-- INPUT DATA --

■ ■ ■ ■ ■ ■ ■

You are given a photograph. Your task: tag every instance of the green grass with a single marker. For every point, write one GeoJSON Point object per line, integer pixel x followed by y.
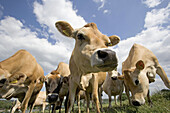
{"type": "Point", "coordinates": [161, 104]}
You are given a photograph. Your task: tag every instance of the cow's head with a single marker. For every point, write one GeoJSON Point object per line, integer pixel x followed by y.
{"type": "Point", "coordinates": [51, 81]}
{"type": "Point", "coordinates": [137, 81]}
{"type": "Point", "coordinates": [114, 74]}
{"type": "Point", "coordinates": [91, 52]}
{"type": "Point", "coordinates": [13, 85]}
{"type": "Point", "coordinates": [54, 85]}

■ ■ ■ ■ ■ ■ ■

-- WHAT IS NEEDED --
Repeat every entry above precisely, leaving each picture out.

-- REPLY --
You are given a photograph. Your task: tag every instance of the green grass with a single marker. For every point, write one GeoJSON Point object per line, integer pixel x followed by y.
{"type": "Point", "coordinates": [161, 104]}
You are given a photograph. Your task: tag every instance of the cow's head with a single marker. For every point, write one GeoJSON Point object per line, integer pixel x followed by y.
{"type": "Point", "coordinates": [51, 81]}
{"type": "Point", "coordinates": [137, 81]}
{"type": "Point", "coordinates": [114, 74]}
{"type": "Point", "coordinates": [91, 52]}
{"type": "Point", "coordinates": [13, 85]}
{"type": "Point", "coordinates": [54, 85]}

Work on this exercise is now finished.